• [ASSIGNED TASK]:
Set down each entry below exactly as it stands.
RECORD EXCERPTS Start Marker
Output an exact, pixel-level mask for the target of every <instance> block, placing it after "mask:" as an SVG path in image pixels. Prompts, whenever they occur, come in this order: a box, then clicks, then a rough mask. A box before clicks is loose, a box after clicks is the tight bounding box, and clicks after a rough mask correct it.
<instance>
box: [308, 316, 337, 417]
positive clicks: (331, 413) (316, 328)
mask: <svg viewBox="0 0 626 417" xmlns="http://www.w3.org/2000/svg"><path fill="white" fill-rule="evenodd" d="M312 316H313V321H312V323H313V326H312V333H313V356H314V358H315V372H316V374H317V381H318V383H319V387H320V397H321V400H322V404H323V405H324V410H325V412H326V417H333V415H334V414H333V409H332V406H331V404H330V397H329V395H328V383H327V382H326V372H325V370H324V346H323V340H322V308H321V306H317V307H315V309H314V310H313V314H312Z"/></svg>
RECORD EXCERPTS End Marker
• [ANSWER BELOW]:
Output an exact, pixel-level mask for the target of every <instance> block, placing it after "mask:" as an SVG path in image pixels. Prompts, whenever they occur, come in this order: a box, then clicks, then a rough mask. A box before clicks is loose, a box after clicks is the tight bounding box, and clicks after a rough mask correct it.
<instance>
box: [308, 316, 337, 417]
positive clicks: (331, 413) (316, 328)
mask: <svg viewBox="0 0 626 417" xmlns="http://www.w3.org/2000/svg"><path fill="white" fill-rule="evenodd" d="M312 316H313V321H312V323H313V326H312V333H313V356H314V358H315V372H316V374H317V381H318V383H319V387H320V397H321V400H322V404H323V405H324V410H325V412H326V417H333V415H334V414H333V409H332V406H331V404H330V397H329V395H328V383H327V382H326V372H325V370H324V346H323V340H322V308H321V306H317V307H315V309H314V310H313V314H312Z"/></svg>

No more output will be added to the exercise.